=== LISTE DES TÂCHES ===
**a)** Selon le texte sur Hachémi Rafsandjani, à quelle date a-t-il annoncé sa candidature à la présidentielle ?
**b)** Dans la liste, recopie le passage qui va de la ligne contenant "for concrete path." jusqu'à celle contenant "[127,326,407,352]", en renommant "stone lantern" en "stone lamp". Ne change rien d'autre.

=== TEXTE FOURNI ===
>>>

Hachémi Rafsandjani

Il a attendu le dernier moment pour annoncer sa candidature. Roublard et expérimenté, l’homme au turban blanc paraît le mieux placé pour remporter la présidentielle iranienne du 17 juin.

Publié le 16 mai 2005 Lecture : 6 minutes.

Ali Akbar Hachémi Rafsandjani aura fait durer le suspense jusqu’au bout ou presque, en attendant le 10 mai pour annoncer sa candidature à l’élection présidentielle du 17 juin. Après avoir déjà occupé la fonction de 1989 à 1997, il brigue aujourd’hui la succession du réformateur Mohamed Khatami, arrivé au terme de son second mandat. Ardent défenseur de l’économie de marché et partisan de la détente avec les États-Unis, Rafsandjani est un pragmatique. Inquiet de l’orientation antilibérale donnée aux politiques économiques depuis la victoire des conservateurs dogmatiques aux législatives de juin 2004 comme de la fuite en avant du régime dans le domaine du nucléaire, il se pose en recours. Une posture qui pourrait l’aider à séduire un électorat nettement plus modéré que sa classe politique et travaillé par l’abstention. On estime en effet que près de la moitié des 48 millions d’électeurs appelés aux urnes pourrait rester chez elle le jour du scrutin.

<<<

=== DONNÉES AFFICHÉES ===
>>>

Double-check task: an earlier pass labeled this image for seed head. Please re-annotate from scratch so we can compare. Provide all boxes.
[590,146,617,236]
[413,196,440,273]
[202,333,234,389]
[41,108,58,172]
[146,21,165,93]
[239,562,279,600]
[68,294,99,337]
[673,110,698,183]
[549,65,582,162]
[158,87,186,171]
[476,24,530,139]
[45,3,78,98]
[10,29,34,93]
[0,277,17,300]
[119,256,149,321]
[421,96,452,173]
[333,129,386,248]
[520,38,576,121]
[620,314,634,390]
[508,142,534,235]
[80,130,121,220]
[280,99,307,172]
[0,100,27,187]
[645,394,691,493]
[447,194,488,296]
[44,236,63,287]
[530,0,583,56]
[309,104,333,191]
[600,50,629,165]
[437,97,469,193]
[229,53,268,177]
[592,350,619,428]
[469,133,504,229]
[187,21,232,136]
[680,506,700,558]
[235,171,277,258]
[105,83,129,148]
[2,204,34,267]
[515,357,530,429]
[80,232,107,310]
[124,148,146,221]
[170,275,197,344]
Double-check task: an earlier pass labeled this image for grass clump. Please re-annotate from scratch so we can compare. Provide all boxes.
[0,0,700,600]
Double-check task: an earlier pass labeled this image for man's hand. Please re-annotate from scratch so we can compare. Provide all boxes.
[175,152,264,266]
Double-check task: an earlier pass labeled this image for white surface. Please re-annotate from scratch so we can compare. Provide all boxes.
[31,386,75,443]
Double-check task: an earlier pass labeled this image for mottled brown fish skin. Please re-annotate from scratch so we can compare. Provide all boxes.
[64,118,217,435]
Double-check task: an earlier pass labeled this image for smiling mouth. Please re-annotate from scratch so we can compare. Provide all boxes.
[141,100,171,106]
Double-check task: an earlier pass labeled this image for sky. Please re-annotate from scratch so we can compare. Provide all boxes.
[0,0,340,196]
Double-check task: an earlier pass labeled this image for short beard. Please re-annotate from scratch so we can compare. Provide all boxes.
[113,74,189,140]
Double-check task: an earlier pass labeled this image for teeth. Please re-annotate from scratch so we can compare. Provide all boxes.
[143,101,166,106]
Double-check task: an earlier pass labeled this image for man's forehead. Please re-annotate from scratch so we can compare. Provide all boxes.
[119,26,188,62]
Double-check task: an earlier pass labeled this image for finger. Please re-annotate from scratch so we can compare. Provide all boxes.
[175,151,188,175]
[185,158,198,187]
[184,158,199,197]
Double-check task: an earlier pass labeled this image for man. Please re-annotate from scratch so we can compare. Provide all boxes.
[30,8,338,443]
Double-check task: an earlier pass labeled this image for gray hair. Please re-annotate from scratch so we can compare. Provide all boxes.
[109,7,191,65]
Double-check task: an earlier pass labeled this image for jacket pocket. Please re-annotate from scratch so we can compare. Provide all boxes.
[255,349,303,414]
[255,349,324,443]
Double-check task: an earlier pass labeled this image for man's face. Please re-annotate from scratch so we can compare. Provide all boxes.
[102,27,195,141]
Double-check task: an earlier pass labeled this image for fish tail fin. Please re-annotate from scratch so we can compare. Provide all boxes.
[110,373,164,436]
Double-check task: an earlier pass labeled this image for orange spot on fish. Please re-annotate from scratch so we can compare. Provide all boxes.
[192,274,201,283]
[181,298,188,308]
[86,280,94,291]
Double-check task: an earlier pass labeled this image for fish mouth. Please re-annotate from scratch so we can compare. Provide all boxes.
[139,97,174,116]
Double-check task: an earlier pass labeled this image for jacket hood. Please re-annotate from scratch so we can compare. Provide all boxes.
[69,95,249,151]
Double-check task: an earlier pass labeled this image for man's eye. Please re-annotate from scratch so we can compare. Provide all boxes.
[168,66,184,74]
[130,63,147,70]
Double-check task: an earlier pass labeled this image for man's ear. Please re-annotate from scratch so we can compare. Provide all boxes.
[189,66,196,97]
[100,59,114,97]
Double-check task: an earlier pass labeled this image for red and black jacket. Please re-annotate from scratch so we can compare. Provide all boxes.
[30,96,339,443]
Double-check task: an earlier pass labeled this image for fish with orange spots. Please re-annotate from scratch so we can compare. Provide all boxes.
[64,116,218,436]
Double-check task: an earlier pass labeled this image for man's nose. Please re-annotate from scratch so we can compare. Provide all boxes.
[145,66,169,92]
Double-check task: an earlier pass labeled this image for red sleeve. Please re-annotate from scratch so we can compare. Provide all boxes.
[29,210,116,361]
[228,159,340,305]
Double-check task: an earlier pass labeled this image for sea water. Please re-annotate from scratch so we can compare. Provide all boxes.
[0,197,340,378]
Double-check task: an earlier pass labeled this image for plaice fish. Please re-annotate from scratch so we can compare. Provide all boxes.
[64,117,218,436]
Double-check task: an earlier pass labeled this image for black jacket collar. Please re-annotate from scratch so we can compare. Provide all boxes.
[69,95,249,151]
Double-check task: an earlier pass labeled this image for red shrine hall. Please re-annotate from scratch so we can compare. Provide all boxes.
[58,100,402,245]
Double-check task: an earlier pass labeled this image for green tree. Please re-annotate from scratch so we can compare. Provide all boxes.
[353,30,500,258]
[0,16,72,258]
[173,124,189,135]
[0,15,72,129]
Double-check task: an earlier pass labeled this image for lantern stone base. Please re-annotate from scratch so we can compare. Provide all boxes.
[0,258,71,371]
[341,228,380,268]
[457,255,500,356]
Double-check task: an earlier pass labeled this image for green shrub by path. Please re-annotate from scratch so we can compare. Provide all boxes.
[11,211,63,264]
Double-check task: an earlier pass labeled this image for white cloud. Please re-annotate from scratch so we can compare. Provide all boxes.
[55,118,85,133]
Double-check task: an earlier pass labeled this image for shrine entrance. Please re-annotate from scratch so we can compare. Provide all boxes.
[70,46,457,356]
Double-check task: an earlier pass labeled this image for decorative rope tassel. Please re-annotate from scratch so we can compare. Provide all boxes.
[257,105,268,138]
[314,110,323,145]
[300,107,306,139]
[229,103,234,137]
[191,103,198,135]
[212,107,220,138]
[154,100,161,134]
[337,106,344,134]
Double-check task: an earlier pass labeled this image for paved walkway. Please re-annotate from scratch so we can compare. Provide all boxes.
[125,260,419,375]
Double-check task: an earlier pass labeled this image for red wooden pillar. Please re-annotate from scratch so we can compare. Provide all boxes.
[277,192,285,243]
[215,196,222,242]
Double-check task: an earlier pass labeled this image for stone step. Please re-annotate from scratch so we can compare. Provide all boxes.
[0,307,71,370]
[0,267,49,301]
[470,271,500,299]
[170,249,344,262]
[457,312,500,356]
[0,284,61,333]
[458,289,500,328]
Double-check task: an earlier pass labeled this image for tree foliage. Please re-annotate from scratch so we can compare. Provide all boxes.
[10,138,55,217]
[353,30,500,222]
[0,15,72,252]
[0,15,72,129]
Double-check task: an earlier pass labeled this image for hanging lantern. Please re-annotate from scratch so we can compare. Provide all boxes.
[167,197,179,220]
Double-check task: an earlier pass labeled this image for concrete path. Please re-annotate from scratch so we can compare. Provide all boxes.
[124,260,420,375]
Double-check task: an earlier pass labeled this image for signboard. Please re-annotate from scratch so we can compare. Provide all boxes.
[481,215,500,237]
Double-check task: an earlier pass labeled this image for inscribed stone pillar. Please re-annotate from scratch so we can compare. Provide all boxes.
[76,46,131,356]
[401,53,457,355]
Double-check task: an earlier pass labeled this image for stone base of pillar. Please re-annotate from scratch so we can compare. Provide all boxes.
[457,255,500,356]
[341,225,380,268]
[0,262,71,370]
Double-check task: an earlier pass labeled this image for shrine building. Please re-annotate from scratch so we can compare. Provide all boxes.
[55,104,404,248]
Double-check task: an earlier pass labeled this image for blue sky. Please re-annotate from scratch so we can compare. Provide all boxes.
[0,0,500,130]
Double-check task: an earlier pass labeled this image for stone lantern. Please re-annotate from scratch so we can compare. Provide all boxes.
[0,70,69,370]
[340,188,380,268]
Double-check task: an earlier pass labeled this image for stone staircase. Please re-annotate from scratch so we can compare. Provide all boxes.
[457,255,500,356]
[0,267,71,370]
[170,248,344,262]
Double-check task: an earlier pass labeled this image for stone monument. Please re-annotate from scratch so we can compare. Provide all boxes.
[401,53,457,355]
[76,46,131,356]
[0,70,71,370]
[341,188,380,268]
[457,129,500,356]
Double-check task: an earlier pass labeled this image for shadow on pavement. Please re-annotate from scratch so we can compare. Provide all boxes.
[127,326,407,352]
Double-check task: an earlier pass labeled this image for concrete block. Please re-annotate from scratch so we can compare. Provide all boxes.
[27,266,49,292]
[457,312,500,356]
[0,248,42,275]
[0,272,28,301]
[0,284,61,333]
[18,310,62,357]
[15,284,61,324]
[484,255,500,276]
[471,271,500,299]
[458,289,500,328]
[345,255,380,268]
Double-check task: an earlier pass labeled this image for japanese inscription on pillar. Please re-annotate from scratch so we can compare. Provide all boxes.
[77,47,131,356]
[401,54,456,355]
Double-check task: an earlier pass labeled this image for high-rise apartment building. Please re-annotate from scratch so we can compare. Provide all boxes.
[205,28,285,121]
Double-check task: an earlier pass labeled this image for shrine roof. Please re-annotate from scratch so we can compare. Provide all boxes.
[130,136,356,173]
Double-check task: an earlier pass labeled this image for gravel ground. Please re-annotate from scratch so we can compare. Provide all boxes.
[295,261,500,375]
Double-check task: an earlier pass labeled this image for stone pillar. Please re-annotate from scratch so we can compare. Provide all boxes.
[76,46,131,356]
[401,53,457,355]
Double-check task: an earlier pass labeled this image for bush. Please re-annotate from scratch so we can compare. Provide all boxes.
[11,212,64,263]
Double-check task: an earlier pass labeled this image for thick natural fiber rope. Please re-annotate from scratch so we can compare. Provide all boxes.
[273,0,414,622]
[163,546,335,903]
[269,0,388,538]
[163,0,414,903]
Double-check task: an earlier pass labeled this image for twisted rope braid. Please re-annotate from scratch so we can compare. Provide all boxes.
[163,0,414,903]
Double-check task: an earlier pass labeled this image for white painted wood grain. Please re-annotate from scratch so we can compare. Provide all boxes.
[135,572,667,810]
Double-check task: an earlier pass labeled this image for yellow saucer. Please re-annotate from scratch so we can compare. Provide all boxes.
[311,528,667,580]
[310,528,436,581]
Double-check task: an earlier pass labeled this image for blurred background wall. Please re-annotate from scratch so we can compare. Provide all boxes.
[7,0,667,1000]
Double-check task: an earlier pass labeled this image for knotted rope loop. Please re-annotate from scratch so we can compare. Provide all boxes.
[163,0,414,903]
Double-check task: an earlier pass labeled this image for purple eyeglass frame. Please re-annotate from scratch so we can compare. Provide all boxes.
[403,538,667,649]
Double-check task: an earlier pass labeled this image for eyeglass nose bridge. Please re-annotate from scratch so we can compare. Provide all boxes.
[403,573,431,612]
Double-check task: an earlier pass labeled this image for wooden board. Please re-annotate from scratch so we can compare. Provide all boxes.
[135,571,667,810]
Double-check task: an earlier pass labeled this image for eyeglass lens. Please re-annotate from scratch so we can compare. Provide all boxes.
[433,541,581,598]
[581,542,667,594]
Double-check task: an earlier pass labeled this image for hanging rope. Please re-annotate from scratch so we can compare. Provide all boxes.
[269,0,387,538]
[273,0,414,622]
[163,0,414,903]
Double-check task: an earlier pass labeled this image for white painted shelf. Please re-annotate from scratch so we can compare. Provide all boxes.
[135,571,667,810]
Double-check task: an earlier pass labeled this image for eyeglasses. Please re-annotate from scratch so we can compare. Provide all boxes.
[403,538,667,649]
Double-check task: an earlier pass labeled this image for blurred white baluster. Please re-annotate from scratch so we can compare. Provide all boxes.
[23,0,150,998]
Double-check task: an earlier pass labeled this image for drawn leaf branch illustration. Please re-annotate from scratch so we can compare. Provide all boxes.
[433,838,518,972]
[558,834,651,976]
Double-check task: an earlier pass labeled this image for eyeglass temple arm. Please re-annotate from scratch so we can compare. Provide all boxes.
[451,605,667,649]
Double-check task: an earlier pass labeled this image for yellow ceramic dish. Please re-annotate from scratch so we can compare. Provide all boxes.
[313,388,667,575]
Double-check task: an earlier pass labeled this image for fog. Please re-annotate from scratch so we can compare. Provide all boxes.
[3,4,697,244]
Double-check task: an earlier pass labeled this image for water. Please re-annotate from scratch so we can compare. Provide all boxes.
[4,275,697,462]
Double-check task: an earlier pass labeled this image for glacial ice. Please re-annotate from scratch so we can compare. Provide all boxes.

<<<

=== LES RÉSULTATS ===
**a)** Le 10 mai.

**b)**
Double-check task: an earlier pass labeled this image for concrete path. Please re-annotate from scratch so we can compare. Provide all boxes.
[124,260,420,375]
Double-check task: an earlier pass labeled this image for signboard. Please re-annotate from scratch so we can compare. Provide all boxes.
[481,215,500,237]
Double-check task: an earlier pass labeled this image for inscribed stone pillar. Please re-annotate from scratch so we can compare. Provide all boxes.
[76,46,131,356]
[401,53,457,355]
Double-check task: an earlier pass labeled this image for stone base of pillar. Please re-annotate from scratch so we can compare. Provide all boxes.
[457,255,500,356]
[341,225,380,268]
[0,262,71,370]
Double-check task: an earlier pass labeled this image for shrine building. Please re-annotate from scratch so we can compare. Provide all boxes.
[55,104,404,248]
Double-check task: an earlier pass labeled this image for blue sky. Please re-annotate from scratch so we can compare. Provide all boxes.
[0,0,500,130]
Double-check task: an earlier pass labeled this image for stone lamp. Please re-annotate from scratch so we can compare. Provide all boxes.
[0,70,69,370]
[340,188,380,268]
Double-check task: an earlier pass labeled this image for stone staircase. Please re-annotate from scratch so we can compare. Provide all boxes.
[457,255,500,356]
[0,267,71,370]
[170,248,344,262]
Double-check task: an earlier pass labeled this image for stone monument. Please re-annotate from scratch so we can compare. Provide all boxes.
[401,53,457,355]
[76,46,131,356]
[0,70,71,370]
[341,188,380,268]
[457,129,500,356]
Double-check task: an earlier pass labeled this image for shadow on pavement. Please re-annotate from scratch so we can compare. Provide all boxes.
[127,326,407,352]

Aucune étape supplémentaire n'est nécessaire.